■ Records provided ■
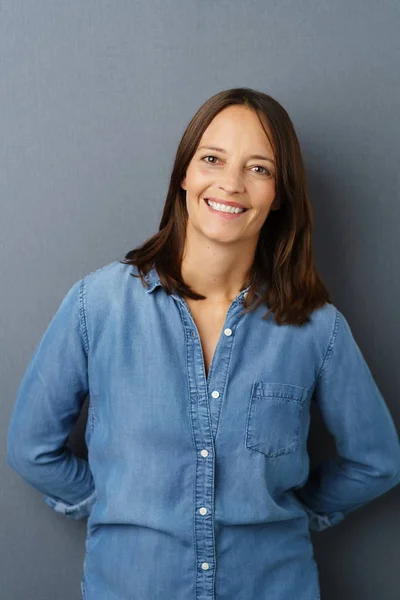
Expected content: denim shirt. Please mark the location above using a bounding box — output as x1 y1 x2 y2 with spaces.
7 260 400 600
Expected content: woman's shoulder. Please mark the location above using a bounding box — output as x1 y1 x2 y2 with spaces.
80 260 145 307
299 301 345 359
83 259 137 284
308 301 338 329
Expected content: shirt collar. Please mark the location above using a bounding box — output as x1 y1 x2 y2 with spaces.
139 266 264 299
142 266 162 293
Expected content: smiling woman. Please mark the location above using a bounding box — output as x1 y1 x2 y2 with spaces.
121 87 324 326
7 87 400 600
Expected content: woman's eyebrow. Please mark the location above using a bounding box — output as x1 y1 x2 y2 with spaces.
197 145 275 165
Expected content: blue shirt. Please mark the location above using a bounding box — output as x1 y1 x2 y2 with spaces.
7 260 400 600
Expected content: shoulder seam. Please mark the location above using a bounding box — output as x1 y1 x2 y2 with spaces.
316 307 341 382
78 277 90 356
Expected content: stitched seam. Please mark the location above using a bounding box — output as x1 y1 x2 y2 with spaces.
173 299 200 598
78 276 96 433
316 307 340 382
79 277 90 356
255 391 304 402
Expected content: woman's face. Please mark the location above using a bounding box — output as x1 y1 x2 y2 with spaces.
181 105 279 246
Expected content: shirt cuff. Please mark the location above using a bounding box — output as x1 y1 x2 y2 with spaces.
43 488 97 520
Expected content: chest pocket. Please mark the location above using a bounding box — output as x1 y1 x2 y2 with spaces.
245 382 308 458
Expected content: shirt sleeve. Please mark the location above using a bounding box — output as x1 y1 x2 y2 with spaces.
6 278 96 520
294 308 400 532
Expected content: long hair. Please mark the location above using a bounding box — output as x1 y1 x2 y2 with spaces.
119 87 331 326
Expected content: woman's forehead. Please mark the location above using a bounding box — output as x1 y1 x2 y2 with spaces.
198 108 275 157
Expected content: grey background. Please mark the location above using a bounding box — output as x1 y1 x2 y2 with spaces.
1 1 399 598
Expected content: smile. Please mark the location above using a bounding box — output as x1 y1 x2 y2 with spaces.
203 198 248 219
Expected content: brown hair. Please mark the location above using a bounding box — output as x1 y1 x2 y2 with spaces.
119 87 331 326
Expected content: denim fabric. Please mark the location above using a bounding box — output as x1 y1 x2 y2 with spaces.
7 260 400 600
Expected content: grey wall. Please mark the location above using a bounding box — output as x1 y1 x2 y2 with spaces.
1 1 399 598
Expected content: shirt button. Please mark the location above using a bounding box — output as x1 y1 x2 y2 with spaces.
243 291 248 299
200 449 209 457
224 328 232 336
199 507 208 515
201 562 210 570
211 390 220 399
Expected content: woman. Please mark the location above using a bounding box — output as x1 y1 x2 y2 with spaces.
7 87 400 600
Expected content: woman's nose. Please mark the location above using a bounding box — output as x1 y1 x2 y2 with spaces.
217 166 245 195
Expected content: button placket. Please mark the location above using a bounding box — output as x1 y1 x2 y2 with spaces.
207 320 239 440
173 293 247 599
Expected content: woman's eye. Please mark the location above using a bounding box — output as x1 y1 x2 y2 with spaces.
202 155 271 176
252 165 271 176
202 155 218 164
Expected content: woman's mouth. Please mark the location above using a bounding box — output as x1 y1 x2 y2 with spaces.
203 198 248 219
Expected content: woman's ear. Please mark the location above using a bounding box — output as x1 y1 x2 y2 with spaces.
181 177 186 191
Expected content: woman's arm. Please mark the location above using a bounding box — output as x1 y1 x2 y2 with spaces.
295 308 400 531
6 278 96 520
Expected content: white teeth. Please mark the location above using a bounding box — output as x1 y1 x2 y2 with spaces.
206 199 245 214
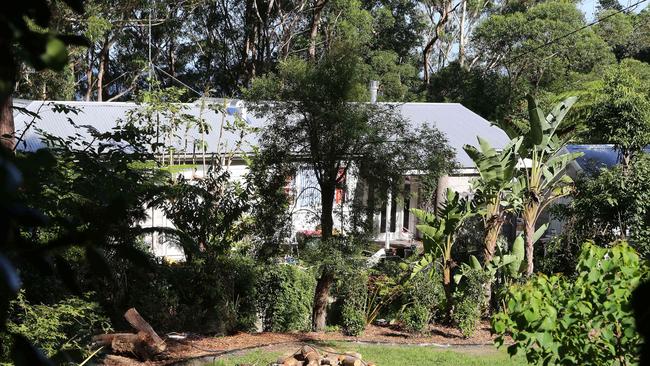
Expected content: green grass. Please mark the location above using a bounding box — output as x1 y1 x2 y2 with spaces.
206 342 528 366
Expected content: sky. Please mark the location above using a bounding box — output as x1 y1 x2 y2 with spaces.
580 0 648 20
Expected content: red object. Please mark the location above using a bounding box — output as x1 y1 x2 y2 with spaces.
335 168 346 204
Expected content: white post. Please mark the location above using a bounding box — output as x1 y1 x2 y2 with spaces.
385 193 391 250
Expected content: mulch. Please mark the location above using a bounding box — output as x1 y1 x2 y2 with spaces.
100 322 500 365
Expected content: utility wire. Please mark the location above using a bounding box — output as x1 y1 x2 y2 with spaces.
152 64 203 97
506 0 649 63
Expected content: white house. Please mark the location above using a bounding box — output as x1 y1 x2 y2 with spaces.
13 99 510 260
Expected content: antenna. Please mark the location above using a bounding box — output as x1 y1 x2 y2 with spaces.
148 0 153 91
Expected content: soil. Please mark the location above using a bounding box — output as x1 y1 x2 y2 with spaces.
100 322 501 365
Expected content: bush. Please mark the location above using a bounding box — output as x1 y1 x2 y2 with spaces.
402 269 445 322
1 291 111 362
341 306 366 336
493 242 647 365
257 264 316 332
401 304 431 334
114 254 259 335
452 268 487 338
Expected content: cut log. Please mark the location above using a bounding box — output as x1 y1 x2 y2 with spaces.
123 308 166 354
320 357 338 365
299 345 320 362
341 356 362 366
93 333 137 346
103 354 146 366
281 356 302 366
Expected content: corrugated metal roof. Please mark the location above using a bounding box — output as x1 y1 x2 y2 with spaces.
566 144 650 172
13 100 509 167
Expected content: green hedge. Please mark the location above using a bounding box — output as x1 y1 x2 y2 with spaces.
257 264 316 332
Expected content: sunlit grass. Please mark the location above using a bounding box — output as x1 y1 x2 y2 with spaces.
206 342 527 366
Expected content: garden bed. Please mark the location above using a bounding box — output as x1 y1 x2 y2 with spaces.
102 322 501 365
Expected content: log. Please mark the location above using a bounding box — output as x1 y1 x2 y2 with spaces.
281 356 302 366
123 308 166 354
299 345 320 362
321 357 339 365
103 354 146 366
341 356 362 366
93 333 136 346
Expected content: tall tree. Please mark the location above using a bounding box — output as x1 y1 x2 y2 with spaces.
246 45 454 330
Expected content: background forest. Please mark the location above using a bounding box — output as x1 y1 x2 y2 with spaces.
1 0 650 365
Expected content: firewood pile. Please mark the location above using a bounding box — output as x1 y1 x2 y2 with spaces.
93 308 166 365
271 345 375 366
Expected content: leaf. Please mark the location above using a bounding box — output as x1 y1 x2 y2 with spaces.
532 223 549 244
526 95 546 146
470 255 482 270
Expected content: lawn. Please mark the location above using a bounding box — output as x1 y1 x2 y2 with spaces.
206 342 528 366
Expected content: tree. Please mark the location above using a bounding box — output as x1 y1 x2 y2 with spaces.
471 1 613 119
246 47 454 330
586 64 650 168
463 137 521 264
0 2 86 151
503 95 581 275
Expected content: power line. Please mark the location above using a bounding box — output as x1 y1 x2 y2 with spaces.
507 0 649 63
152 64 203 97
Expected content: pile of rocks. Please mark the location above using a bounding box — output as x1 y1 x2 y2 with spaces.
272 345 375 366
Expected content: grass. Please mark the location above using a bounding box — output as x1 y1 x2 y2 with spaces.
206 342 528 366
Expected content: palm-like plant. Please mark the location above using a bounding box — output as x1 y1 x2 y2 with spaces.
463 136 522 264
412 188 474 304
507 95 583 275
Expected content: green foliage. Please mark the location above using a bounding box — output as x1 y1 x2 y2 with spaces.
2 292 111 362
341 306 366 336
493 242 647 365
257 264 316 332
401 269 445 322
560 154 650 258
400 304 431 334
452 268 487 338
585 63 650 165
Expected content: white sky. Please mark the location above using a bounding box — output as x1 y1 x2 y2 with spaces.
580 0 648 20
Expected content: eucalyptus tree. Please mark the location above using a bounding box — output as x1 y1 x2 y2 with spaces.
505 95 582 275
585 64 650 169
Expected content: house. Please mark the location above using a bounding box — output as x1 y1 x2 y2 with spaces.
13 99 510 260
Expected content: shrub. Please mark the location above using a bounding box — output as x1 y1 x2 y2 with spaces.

■ Task item ■
Repeat the line that contains "Expected content: green foliage.", then every line after it until the records end, with nothing added.

■ Exercise solution ■
Expected content: green foliage. Please mark the location above using a bounding box — output as x1 y1 x2 y2 with spaces.
2 292 111 362
341 306 366 336
493 242 647 365
257 264 316 332
401 269 445 322
560 154 650 258
400 304 431 334
452 268 487 338
585 63 650 165
Expected content: white sky. Please mark the location above using a bounding box — output as x1 y1 x2 y2 with spaces.
580 0 648 20
Expected content: eucalyptus tree. Please mark the location above using a bounding box — output as x1 y1 x2 y2 with spaces.
505 95 582 275
585 64 650 169
Expected content: house. Please mark the location above using a bounding box — output as x1 y1 x2 y2 with spaces.
13 99 510 260
Expected content: shrub. Please mark the location above using a bounding box — output as x1 y1 x2 y2 with spaces.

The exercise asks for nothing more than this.